(Natural-language object grounding data)
_ _ _ _ _ _ _

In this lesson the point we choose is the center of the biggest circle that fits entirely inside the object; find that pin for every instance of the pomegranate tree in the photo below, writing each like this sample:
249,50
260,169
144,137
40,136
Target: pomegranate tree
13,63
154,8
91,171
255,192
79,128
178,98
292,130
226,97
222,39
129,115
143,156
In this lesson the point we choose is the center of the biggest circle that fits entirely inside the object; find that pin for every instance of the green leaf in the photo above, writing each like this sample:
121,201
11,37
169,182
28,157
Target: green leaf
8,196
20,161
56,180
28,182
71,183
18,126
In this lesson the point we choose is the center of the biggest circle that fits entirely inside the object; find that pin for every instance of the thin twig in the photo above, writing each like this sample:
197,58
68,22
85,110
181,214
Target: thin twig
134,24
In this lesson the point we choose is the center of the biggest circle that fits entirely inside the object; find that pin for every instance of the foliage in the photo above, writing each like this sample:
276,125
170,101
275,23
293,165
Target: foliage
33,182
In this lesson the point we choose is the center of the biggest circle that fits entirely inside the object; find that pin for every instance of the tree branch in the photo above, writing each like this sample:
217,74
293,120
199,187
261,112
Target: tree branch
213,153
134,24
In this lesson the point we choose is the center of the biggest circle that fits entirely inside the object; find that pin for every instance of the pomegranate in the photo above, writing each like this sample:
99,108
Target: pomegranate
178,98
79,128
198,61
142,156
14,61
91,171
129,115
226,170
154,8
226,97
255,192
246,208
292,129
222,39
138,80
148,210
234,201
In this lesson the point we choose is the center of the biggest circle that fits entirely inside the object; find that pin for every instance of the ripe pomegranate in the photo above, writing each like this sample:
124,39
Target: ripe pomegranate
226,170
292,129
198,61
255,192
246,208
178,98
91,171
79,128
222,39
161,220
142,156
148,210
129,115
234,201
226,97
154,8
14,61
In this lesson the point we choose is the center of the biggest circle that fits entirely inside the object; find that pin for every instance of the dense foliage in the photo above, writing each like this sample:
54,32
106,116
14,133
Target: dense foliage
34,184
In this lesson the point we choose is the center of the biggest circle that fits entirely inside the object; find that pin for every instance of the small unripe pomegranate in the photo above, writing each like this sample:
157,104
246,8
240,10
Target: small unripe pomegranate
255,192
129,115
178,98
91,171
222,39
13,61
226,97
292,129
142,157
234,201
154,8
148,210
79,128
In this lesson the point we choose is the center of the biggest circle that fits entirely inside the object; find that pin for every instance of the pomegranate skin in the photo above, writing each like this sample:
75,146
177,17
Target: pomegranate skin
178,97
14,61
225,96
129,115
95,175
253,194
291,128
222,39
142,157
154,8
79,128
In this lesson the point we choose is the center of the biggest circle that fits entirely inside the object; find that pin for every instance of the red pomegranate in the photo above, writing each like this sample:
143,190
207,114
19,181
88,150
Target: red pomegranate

_ _ _ _ _ _ _

Problem details: Your output must contain exactly the lines from the one containing "of the ripe" to the final line of the data above, and no other text.

Exercise answer:
In this lesson the point we choose is the center of the biggest circle that fits entirely inside the object; find that pin for every instance of the ripe pomegranate in the photo above, writing each like this sample:
124,39
Target: ripe pomegranate
226,170
292,129
198,61
255,192
246,208
178,98
91,171
79,128
222,39
161,220
142,156
148,210
129,115
234,201
226,97
154,8
14,61
In this lesson the point we choose is the center of the biggest circle that fits entirely inside the object; find that pin for every instance of the dense foliage in the photo above, writing each like this sample:
54,32
106,116
14,133
Target: dense foliage
34,184
In this lesson the point we choose is the center of the biggest circle that fits entirely inside the object; find that pin for every instance of the small unripe pomegranate in the photo above, writing each like this sample:
157,104
246,8
240,10
Target: small unripe pomegranate
255,192
129,115
178,98
91,171
222,39
13,61
226,97
292,129
142,157
234,201
154,8
148,210
79,128
In this lesson the point we choose is the center of the biggest circle that fits entirely inside the object; find that pin for every instance of the pomegranate skin in the photo above, writing each like this sample:
75,146
177,17
Target: pomegranate skin
178,97
14,61
225,96
129,115
95,175
253,194
291,128
222,39
142,157
154,8
79,128
In this lesson the point we choose is the center of the biggest circle that fits entirely inside the object; find that pin for every instance of the red pomegranate in the photo above, writing each like this sample:
143,190
207,114
19,181
88,150
Target: red pomegranate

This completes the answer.